**Prompt 1**.
Answer these questions about the Apple ID account text:
(a) Which country was listed in the Apple ID account?
(b) How strong is the password on the old email account?
(c) What service does the old email account run through?

The Strange Case of John Dillinger and the Fraudulent Apple ID

I suspect someone, somewhere has managed to find a way to create Apple IDs from email IDs they don’t have access to. The following is what leads me to believe this may be the case.

This morning I received the following email starting with “Dear John Dillinger, Welcome to the Apple Online Store”.

Dear John Dillinger Welcome to the Apple Online Store.

Four odd facts about this email:

  1. My name is not the same as that of an infamous 1930s criminal (John Dillinger).
  2. I never signed up for Apple’s services with that particular (old) email account (antonio@*******.it).
  3. The email isn’t phishing; it arrived from Apple, and the links are all legitimate Apple.com links.
  4. Plenty of other people have reported having the same thing happen to them.

OK, so what? Somebody hacked my old email address, right? Well, possibly, but let’s not jump to conclusions quite that quickly.

This old email account of mine runs via Google Apps for Business; it uses an extremely strong password (30+ random characters), and shows no signs of having been accessed by other people or IP addresses in the Google details for the account. No DNS changes have been made either at a domain level. I’m not claiming that it wasn’t hacked, but there aren’t strong signs to suggest as much.

I logged into the inbox for this account and noticed that Apple had only sent the one welcome email. When you signup for an Apple ID, you are supposed to receive an email confirmation link. I received none (unless the account was actually hacked and the person deleted every trace of such email). Odd.

I requested a password reset for that account, and in turn Apple sent me the link. I reset the password and was able to log in. The email address resulted as being verified. Furthermore, no details were present in the account other than the fake name (again, John Dillinger), my old email address, and US being listed as the country (I’m in Canada, not the States). This is strange because normally you can’t register an Apple ID without providing information such as your address, a security question, and your date of birth.

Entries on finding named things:
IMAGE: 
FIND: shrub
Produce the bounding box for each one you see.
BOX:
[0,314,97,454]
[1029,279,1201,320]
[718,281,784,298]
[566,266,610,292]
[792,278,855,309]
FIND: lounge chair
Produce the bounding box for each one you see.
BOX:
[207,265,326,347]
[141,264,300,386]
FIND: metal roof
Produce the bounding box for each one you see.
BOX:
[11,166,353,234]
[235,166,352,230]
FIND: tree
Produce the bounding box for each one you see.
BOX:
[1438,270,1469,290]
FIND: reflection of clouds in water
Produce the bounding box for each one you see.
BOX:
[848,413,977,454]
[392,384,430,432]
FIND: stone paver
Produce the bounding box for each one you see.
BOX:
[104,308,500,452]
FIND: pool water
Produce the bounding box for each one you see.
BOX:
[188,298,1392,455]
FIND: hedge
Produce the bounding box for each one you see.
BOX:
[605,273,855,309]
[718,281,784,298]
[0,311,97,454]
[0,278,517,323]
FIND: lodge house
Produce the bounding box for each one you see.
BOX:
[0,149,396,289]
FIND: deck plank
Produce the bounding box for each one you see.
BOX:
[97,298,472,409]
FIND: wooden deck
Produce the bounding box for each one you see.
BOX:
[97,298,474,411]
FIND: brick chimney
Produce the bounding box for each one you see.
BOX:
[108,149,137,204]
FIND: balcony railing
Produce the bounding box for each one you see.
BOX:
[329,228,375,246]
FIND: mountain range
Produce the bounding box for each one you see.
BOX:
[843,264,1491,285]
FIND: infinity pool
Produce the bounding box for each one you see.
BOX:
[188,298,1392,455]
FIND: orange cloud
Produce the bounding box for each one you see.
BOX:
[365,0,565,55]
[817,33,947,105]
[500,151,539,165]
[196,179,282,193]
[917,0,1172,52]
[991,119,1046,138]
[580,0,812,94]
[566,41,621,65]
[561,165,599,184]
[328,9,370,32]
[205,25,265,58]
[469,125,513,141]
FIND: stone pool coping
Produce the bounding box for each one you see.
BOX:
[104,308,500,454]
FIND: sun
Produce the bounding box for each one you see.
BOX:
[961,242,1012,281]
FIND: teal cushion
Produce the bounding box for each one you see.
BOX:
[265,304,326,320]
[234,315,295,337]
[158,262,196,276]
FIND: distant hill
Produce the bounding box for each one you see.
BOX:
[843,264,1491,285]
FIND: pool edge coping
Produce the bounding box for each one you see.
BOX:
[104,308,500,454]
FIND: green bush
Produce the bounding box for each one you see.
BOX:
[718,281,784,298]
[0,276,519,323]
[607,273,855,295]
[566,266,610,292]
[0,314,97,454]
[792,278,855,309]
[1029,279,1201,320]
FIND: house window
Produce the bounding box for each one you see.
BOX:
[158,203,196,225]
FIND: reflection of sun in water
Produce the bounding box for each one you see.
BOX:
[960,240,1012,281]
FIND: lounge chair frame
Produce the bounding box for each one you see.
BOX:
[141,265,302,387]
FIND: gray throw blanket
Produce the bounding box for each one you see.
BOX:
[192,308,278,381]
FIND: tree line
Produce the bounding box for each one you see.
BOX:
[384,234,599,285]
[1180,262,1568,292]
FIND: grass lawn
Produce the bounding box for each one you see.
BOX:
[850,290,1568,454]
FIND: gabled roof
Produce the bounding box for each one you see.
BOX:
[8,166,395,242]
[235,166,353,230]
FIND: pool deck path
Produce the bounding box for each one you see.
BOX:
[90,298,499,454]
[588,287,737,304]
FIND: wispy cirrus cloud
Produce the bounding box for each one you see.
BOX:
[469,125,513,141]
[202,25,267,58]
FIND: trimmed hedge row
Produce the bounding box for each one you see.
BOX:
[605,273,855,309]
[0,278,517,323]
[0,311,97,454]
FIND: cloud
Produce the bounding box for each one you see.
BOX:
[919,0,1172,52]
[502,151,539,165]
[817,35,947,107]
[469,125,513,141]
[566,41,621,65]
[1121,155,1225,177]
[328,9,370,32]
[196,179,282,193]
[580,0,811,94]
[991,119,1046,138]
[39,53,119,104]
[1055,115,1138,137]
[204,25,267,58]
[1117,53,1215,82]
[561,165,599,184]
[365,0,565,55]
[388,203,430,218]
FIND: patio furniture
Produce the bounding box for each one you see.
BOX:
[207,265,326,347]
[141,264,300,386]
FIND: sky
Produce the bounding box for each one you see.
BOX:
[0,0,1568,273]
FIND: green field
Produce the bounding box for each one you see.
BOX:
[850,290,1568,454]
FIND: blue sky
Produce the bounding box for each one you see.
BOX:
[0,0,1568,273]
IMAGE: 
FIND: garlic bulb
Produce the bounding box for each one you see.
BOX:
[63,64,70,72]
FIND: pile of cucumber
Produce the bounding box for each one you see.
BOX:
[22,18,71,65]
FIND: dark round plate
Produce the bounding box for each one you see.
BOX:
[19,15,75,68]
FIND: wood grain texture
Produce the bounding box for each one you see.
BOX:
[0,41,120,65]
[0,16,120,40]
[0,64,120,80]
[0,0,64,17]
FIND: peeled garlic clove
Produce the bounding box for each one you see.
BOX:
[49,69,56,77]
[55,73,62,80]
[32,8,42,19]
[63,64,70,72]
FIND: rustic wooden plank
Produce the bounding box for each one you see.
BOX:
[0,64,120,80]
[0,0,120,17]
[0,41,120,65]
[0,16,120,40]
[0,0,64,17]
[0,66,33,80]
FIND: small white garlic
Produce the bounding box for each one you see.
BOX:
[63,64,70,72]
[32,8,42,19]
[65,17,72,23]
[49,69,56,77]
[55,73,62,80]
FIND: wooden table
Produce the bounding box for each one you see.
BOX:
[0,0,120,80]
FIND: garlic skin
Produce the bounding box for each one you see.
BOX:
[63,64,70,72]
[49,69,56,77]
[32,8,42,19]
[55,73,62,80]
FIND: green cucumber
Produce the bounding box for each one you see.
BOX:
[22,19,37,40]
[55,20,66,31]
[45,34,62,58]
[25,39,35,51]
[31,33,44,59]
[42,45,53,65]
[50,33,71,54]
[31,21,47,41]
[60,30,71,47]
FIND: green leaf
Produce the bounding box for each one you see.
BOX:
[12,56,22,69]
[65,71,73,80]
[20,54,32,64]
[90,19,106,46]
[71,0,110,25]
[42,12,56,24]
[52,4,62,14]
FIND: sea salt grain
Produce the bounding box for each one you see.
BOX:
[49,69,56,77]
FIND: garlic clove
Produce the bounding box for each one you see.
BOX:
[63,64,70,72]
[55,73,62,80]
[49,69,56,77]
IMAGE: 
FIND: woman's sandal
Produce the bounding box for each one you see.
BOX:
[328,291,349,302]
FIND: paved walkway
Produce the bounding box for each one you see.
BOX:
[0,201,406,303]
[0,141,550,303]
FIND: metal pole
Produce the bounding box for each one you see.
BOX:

**Prompt 2**. Please rewrite the records, starting with the line with "FIND: gabled roof" and going on through the line with "[19,15,75,68]". Replace "bounding box" with "box coordinates", leave everything else unchanged, and give back only those lines.

**Complete output 1**.
(a) US
(b) 30+ random characters
(c) Google Apps for Business

**Complete output 2**.
FIND: gabled roof
Produce the box coordinates for each one you see.
BOX:
[8,166,395,242]
[235,166,353,230]
FIND: pool deck path
Produce the box coordinates for each one you see.
BOX:
[90,298,499,454]
[588,287,737,304]
FIND: wispy cirrus cloud
Produce the box coordinates for each one you see.
BOX:
[469,125,513,141]
[202,25,267,58]
FIND: trimmed hedge row
Produce the box coordinates for each one you see.
BOX:
[605,273,855,309]
[0,278,517,323]
[0,311,97,454]
FIND: cloud
Produce the box coordinates for each one you see.
BOX:
[919,0,1172,52]
[502,151,539,165]
[817,35,947,107]
[469,125,513,141]
[566,41,621,65]
[1121,155,1225,177]
[328,9,370,32]
[196,179,282,193]
[580,0,811,94]
[991,119,1046,138]
[39,53,119,104]
[1055,115,1138,137]
[204,25,267,58]
[1117,53,1215,82]
[561,165,599,184]
[365,0,565,55]
[388,203,430,218]
FIND: patio furniture
Produce the box coordinates for each one you see.
BOX:
[207,265,326,347]
[141,264,300,386]
FIND: sky
Produce the box coordinates for each one you see.
BOX:
[0,0,1568,273]
FIND: green field
Produce the box coordinates for each one you see.
BOX:
[850,290,1568,454]
FIND: blue sky
Produce the box coordinates for each one you see.
BOX:
[0,0,1568,273]
IMAGE: 
FIND: garlic bulb
Produce the box coordinates for each one you see.
BOX:
[63,64,70,72]
FIND: pile of cucumber
Produce the box coordinates for each one you see.
BOX:
[22,18,71,65]
FIND: dark round plate
Produce the box coordinates for each one you see.
BOX:
[19,15,75,68]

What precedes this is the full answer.